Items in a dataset
▼▼▼

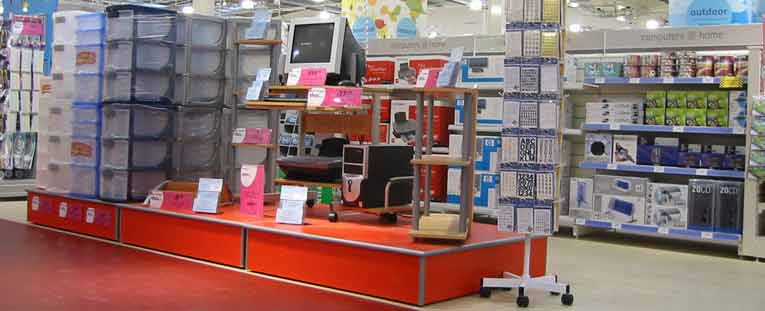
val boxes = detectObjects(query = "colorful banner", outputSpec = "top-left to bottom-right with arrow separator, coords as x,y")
342,0 -> 428,42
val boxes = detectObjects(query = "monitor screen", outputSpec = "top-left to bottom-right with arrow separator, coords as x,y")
290,23 -> 335,64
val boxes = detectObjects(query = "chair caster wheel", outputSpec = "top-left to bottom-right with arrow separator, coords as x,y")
560,294 -> 574,306
515,296 -> 529,308
478,286 -> 491,298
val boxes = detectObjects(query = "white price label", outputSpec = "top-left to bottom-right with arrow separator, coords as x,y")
308,87 -> 327,107
231,127 -> 247,144
85,207 -> 96,224
58,202 -> 69,218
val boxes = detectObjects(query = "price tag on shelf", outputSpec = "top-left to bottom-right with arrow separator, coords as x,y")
85,207 -> 96,224
58,202 -> 69,218
32,196 -> 40,212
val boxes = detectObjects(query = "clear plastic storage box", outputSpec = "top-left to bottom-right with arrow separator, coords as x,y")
175,76 -> 226,105
106,41 -> 174,70
73,73 -> 104,103
70,165 -> 100,198
77,12 -> 106,31
175,47 -> 226,76
101,139 -> 172,169
176,15 -> 226,47
175,106 -> 221,139
75,44 -> 104,73
99,168 -> 168,202
104,70 -> 175,102
71,136 -> 101,166
101,104 -> 176,138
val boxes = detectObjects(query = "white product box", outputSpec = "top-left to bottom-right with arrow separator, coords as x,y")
446,168 -> 499,209
454,97 -> 504,126
646,183 -> 688,229
611,135 -> 637,164
584,133 -> 613,163
568,177 -> 594,219
449,135 -> 502,173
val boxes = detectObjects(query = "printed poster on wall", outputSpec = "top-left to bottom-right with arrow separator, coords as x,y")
342,0 -> 428,42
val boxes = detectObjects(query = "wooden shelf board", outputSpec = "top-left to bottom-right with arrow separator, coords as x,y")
236,39 -> 282,45
411,155 -> 473,167
274,178 -> 343,189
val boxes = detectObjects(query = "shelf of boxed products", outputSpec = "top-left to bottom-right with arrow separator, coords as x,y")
582,123 -> 745,135
584,77 -> 746,85
574,218 -> 741,245
579,161 -> 744,179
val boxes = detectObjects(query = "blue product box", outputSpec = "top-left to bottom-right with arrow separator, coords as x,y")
677,144 -> 701,168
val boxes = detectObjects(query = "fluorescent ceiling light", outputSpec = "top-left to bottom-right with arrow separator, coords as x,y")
241,0 -> 255,9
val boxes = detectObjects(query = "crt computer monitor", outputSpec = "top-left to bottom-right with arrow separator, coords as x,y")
284,17 -> 366,84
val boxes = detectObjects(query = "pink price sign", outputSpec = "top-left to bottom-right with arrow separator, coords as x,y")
308,87 -> 363,107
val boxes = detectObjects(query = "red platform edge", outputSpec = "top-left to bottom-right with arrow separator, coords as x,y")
22,190 -> 547,305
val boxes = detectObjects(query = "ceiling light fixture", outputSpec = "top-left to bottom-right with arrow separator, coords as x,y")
241,0 -> 255,10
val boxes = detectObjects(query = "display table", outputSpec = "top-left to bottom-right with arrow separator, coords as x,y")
27,190 -> 547,305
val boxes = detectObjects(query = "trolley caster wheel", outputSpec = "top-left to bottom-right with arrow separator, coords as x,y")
380,213 -> 398,224
515,296 -> 529,308
478,286 -> 491,298
327,212 -> 338,222
560,294 -> 574,306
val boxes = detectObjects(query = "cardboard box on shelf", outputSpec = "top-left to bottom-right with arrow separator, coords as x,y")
611,135 -> 638,164
646,183 -> 688,229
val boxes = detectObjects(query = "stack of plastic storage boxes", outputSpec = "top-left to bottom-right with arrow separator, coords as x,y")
99,5 -> 176,205
173,15 -> 226,180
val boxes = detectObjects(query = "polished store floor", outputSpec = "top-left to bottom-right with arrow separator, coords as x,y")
0,201 -> 765,311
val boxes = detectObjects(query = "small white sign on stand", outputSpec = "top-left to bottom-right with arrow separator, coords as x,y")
276,186 -> 308,225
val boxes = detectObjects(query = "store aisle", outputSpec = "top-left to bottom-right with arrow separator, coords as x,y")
0,219 -> 412,310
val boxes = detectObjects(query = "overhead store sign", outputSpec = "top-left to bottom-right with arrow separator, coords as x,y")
566,24 -> 762,53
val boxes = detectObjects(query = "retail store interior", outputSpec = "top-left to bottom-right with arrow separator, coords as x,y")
0,0 -> 765,311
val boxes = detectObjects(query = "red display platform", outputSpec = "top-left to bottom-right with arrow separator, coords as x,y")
28,190 -> 547,305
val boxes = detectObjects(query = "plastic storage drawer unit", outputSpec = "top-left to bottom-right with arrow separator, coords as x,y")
69,164 -> 99,198
101,104 -> 176,138
104,70 -> 174,103
175,106 -> 221,139
74,73 -> 104,103
176,15 -> 226,48
106,41 -> 174,70
99,168 -> 168,202
175,47 -> 226,77
101,138 -> 172,169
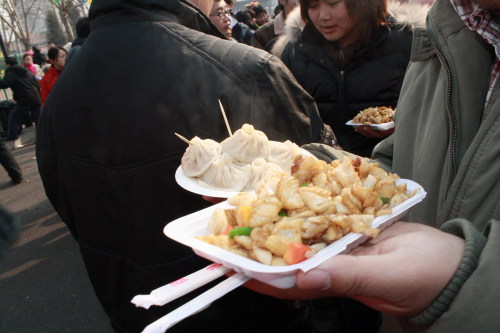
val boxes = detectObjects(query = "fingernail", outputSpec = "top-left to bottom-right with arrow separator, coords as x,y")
306,270 -> 331,290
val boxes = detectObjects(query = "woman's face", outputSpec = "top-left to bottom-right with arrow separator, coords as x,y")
49,49 -> 67,71
24,56 -> 33,66
255,13 -> 269,27
208,0 -> 232,38
307,0 -> 359,46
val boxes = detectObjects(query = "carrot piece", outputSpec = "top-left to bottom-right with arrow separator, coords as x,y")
283,243 -> 312,265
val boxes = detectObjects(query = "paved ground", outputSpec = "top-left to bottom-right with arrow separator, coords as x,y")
0,138 -> 112,333
0,130 -> 400,333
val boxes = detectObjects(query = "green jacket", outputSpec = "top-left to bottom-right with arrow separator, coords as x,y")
304,0 -> 500,332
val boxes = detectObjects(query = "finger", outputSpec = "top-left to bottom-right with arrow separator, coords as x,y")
296,255 -> 406,298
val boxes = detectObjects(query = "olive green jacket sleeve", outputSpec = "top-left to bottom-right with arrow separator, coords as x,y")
412,219 -> 500,332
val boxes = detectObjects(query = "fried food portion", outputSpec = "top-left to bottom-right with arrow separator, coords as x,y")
199,155 -> 413,265
352,106 -> 394,125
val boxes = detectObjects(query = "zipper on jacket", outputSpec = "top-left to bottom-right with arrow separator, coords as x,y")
427,31 -> 458,228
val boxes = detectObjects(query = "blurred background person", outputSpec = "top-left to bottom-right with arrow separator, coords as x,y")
36,0 -> 333,333
272,0 -> 428,157
23,53 -> 43,81
40,46 -> 68,105
0,57 -> 41,150
65,16 -> 90,66
208,0 -> 232,39
225,0 -> 253,45
0,135 -> 23,184
31,46 -> 47,69
251,5 -> 269,28
252,0 -> 298,52
234,9 -> 259,31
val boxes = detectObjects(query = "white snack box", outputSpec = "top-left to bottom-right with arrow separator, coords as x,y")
163,179 -> 427,289
345,120 -> 394,131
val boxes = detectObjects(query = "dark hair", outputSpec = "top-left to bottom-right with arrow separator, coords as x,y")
75,16 -> 90,38
252,5 -> 267,16
47,46 -> 68,60
5,57 -> 19,66
300,0 -> 387,44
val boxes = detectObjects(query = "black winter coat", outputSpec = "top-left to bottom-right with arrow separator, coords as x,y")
281,22 -> 412,157
37,0 -> 332,333
0,65 -> 42,106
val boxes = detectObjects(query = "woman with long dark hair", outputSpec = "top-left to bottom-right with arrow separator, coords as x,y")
273,0 -> 428,157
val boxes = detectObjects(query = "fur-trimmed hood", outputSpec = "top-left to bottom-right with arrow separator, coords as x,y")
271,0 -> 430,57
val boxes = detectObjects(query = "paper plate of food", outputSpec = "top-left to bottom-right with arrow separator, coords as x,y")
175,124 -> 311,198
346,106 -> 395,131
164,156 -> 426,288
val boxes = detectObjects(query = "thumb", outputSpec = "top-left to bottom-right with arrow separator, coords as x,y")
296,255 -> 392,297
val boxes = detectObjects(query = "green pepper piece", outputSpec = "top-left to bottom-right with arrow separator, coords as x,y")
229,227 -> 252,238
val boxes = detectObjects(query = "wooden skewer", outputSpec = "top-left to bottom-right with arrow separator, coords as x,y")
174,133 -> 192,145
218,99 -> 233,136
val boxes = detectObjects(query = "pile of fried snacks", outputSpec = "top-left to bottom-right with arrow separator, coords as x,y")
352,106 -> 394,125
197,155 -> 414,266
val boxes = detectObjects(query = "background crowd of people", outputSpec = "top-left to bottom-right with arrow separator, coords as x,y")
0,0 -> 500,333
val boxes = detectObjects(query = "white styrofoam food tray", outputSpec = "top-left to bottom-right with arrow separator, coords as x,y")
163,179 -> 427,289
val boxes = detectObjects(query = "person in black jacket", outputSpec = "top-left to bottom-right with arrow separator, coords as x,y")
66,16 -> 90,66
0,135 -> 23,183
0,57 -> 42,145
36,0 -> 331,333
272,0 -> 425,157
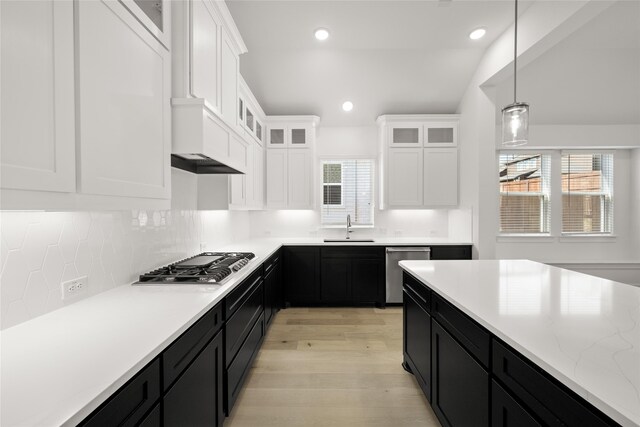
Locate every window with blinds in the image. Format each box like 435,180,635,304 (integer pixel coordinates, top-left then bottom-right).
562,152,613,234
498,153,551,234
321,159,374,226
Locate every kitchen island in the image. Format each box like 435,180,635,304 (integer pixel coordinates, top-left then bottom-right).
400,260,640,426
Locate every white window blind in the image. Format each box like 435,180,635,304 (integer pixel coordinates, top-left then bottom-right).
498,153,551,234
562,152,613,234
321,159,374,225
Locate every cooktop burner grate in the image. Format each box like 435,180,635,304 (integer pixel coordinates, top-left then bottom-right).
134,252,255,285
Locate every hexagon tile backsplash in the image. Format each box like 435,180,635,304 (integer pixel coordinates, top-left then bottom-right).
0,211,228,329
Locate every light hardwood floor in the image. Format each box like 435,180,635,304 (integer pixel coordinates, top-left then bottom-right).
225,307,440,427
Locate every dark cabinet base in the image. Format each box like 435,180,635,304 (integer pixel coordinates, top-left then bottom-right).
163,332,224,427
431,320,489,427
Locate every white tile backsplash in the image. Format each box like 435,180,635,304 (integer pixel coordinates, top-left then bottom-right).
0,211,249,329
0,210,471,329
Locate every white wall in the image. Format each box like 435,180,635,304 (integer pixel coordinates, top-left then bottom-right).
630,148,640,260
0,210,249,329
459,2,640,268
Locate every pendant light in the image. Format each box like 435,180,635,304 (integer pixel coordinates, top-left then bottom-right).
502,0,529,147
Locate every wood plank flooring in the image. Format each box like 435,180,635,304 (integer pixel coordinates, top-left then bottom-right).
225,307,440,427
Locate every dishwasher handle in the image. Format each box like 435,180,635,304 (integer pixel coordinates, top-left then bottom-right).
387,248,431,254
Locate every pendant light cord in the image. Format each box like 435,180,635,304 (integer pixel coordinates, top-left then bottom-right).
513,0,518,104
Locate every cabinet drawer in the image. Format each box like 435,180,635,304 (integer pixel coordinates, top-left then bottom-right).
82,359,160,427
162,331,223,427
320,246,384,258
431,245,471,260
226,315,265,415
492,339,617,427
224,266,262,320
491,380,542,427
402,272,431,313
162,304,222,390
264,251,280,276
225,277,264,365
431,293,491,368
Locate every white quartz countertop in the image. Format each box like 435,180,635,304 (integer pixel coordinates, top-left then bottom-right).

▲▲▲

Recast the items as a numbered list, beginning at the start of the items and stopping after the line that contains "32,196 -> 40,212". Omit blank lines and leave the pictures out.

Solution for this exercise:
1. val boxes = detectObjects(query = "colorful banner", outputSpec = "top-left to bottom-right with arrow separator, coords as x,y")
2. 342,0 -> 428,42
3. val boxes = detectObjects(query = "monitor screen", outputSpec = "top-left to bottom-right with arrow separator, coords as x,y")
4. 290,23 -> 335,64
5. val boxes = detectObjects(query = "chair caster wheel", outputSpec = "top-left to bottom-right with arrow separator, coords as x,y")
6. 560,294 -> 574,306
7. 515,296 -> 529,308
8. 478,286 -> 491,298
9. val boxes = detectObjects(query = "white price label", outputSpec = "top-left to bottom-right with arrow separator, coords as x,y")
10. 308,87 -> 327,107
11. 231,127 -> 247,144
12. 85,207 -> 96,224
13. 58,202 -> 69,218
14. val boxes = detectObjects(query = "price tag on shelf", outputSpec = "top-left to bottom-right with arrow separator, coords as x,y")
15. 85,207 -> 96,224
16. 58,202 -> 69,218
17. 32,196 -> 40,212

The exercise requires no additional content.